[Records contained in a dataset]

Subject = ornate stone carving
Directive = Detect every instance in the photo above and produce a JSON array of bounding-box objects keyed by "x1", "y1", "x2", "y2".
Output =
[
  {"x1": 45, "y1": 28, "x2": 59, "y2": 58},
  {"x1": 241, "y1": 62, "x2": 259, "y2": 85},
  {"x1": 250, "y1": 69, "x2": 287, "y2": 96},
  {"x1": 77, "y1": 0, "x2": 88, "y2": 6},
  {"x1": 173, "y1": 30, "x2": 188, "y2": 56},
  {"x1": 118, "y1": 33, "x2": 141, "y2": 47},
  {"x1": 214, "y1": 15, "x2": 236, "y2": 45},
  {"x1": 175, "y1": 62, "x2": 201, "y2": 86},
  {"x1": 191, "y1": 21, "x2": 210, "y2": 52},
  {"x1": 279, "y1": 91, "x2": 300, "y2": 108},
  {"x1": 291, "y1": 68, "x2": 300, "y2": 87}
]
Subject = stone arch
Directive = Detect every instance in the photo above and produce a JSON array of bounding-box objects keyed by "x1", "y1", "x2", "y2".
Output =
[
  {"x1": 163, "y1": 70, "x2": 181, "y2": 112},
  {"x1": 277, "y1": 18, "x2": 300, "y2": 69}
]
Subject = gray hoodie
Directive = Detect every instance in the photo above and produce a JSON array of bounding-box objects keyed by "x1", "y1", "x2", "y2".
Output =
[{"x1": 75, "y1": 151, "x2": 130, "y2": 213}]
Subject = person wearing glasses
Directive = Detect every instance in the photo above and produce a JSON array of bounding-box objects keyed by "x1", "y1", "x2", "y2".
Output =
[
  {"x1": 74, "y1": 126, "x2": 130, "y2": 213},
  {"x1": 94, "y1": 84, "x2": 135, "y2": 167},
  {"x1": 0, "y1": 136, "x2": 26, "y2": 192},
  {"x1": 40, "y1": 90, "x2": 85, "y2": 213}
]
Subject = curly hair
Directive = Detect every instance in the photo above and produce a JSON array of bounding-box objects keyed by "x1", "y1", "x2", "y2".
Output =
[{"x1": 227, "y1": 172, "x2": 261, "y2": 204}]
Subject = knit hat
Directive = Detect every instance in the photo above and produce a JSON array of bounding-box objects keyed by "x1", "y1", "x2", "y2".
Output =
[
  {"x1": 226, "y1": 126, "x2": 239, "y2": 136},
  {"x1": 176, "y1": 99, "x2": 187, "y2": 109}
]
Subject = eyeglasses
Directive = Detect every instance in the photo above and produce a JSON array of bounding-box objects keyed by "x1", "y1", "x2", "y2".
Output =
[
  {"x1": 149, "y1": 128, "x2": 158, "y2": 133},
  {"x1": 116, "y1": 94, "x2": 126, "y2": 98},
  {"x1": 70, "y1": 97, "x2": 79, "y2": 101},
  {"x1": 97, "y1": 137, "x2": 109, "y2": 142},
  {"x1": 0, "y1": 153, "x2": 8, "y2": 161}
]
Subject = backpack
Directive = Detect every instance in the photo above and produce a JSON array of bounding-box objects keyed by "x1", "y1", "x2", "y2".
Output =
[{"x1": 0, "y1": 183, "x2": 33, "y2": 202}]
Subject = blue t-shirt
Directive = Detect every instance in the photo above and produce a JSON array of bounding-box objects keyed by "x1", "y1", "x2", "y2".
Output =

■ **Task to carry out**: Please copy each line of the records above in which the word "stone" can be found.

■ **Expected answer**:
Subject = ornate stone carving
Subject = stone arch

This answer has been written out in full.